#### WHAT TO WORK ON:
Could you set down every entry exactly as it appears?

#### RECORDS SUPPLIED:
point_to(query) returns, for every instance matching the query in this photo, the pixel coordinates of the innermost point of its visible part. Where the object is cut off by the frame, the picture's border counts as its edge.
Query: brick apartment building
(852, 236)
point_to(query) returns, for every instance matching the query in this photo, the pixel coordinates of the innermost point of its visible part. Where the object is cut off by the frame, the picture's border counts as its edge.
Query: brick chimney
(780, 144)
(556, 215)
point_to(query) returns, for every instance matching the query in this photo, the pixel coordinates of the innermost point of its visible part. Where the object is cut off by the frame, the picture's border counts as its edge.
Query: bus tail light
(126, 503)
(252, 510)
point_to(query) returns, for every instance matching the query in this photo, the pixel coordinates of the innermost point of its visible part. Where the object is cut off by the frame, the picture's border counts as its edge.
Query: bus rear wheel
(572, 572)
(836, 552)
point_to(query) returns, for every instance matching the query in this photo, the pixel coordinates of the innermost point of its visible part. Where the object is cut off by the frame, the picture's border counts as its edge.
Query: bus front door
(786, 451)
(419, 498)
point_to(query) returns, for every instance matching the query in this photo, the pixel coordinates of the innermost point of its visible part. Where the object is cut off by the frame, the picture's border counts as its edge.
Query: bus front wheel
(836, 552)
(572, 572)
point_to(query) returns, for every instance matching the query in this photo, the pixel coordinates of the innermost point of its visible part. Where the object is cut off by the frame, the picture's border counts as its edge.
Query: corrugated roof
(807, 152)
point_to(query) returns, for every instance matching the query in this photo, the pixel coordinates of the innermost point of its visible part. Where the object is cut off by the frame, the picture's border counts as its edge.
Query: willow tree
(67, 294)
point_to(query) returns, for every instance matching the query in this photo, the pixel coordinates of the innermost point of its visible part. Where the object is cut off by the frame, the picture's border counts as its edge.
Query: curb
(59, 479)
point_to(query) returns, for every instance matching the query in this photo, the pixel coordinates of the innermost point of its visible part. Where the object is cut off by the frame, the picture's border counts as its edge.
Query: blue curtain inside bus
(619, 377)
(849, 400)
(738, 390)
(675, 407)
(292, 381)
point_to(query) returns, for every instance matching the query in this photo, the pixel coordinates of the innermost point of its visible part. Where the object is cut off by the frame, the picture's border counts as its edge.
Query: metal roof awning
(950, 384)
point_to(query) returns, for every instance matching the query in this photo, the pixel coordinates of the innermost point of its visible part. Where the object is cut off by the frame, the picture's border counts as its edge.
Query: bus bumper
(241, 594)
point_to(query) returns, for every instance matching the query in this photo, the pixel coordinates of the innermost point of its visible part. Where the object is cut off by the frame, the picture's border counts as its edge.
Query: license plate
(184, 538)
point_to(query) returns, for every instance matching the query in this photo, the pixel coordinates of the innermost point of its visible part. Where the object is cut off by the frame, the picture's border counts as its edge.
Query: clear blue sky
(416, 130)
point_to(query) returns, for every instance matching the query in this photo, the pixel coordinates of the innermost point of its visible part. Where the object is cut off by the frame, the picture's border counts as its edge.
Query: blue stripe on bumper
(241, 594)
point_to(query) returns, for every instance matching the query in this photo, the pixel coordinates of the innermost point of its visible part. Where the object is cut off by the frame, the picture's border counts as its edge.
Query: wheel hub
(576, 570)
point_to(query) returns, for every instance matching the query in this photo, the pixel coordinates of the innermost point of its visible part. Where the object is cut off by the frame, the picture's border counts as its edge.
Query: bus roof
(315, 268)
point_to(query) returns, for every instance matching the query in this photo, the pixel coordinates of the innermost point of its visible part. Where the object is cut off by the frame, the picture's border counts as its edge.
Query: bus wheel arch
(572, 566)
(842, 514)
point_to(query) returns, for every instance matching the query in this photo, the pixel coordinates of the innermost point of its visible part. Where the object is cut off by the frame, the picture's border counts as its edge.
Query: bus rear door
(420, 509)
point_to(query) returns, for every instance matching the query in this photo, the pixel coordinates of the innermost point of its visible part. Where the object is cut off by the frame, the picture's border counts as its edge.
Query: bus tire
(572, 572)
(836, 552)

#### TASK ANSWER:
point_to(query) returns, for every instance matching the query in this photo, the pixel coordinates of the innermost point of its visible part. Where the object is cut off by the frame, the picture's border counts as its edge.
Query: brick apartment building
(852, 236)
point_to(query) returns, for every instance matching the query in this photo, the pixel coordinates of the innermost point of its visible part. Where the object is cut off by the frame, the picture's border counts as its edge.
Query: brick chimney
(780, 144)
(556, 215)
point_to(query) returns, for every instance matching the query in this photo, the pixel coordinates of the innermost point of its visible part. Where the object is cut off by the frame, the picture's border counts as its edge.
Query: bus tail light
(126, 503)
(252, 510)
point_to(query) returns, for every instance matching the query in this photo, the pixel coordinates of the innermost point of its visible part. Where the object is cut off by the frame, the picture's border counts as its edge.
Query: bus rear wheel
(572, 572)
(836, 552)
point_to(query) returns, for every instance matching the query in this photo, the pixel coordinates of the innermost point of its visible part. Where the object is cut off by the frame, the picture's border counts as its edge.
Query: bus front door
(786, 451)
(419, 498)
point_to(query) returns, for every instance matching the query in this photo, the pixel coordinates of the innermost point of its visible part. Where the object is cut off by the frame, the picture's border counts as its edge.
Query: bus front wheel
(836, 552)
(572, 572)
point_to(query) returns, for every instance matching the query in this photo, the pixel coordinates of the innermost point of its visible part. Where the object is cut off by the frame, the picture's border counts as its edge.
Query: corrugated roof
(807, 152)
point_to(query) returns, for every instance matching the query in this photo, the pixel coordinates of the innermost point of its visible part. Where the object is cut off by the frame, the picture's border counts as its edge.
Query: willow tree
(67, 294)
point_to(query) returns, for every instance matching the query in this photo, the pixel coordinates of the innermost point of its visible part. Where the object is cut off by the frame, the picture's border counts as its edge.
Query: curb
(59, 479)
point_to(query) returns, for every instance matching the query in this photo, the pixel coordinates of the innermost point of its visible part. Where the object is cut off by the frame, the picture's border counts as its edge.
Query: blue curtain inside bus
(619, 377)
(849, 400)
(738, 390)
(675, 407)
(292, 381)
point_to(query) returns, for every instance matching the query in this photo, the pixel coordinates of the innermost point of its visible part. Where the object is cut off by the frame, the picture's border counts as its edge.
Query: metal roof awning
(950, 384)
point_to(query) returns, for every instance matching the query in this photo, the pixel coordinates of the innermost point of its visible part. Where the object is cut off by the frame, the picture's border counts as its edge.
Query: bus bumper
(241, 594)
point_to(query) returns, for every instance matching the query in this photo, the pixel coordinates of the innermost point of its visible part. Where the object is cut off by the frame, the picture's border counts as its edge.
Query: license plate
(184, 538)
point_to(query) returns, for every instance matching the query in this photo, the pixel coordinates of the innermost point of its visible part. Where the object is cut off by the frame, the picture's border counts as its edge.
Query: clear blue sky
(416, 130)
point_to(query) returns, for every instance matching the query in this photo, the pixel coordinates of the innermost point of its visible part. Where the object is cut off by the frame, the picture's border counts as its edge.
Query: blue stripe on bumper
(241, 594)
point_to(query) returns, for every instance matching the query in this photo, the pixel coordinates of the innermost point of its visible part. Where the object is cut off by the frame, the picture's border counts as its edge.
Query: wheel hub
(576, 570)
point_to(query) returns, for every instance matching the query in this photo, the pixel coordinates of the innermost point of its visible part. Where the object is cut off by the frame, the picture's border counts as its edge.
Query: bus roof
(315, 268)
point_to(query) returns, for every instance matching the query in this photo, the pixel coordinates of the innermost point of its visible part. Where the object is cut off by the frame, the picture's border counts as its edge.
Query: bus wheel arch
(572, 566)
(842, 514)
point_to(query) returns, for every instance matching the query in this photo, the pixel coordinates of the innermost point of its visible part. Where the object is cut off by the frame, the picture's border counts as its edge.
Query: bus rear door
(420, 509)
point_to(query) returns, for every instance matching the query in this photo, the pixel coordinates of the innermost point of its visible part. Where the object is cut off by the frame, the picture's border counts as its edge.
Query: bus tire
(572, 572)
(836, 552)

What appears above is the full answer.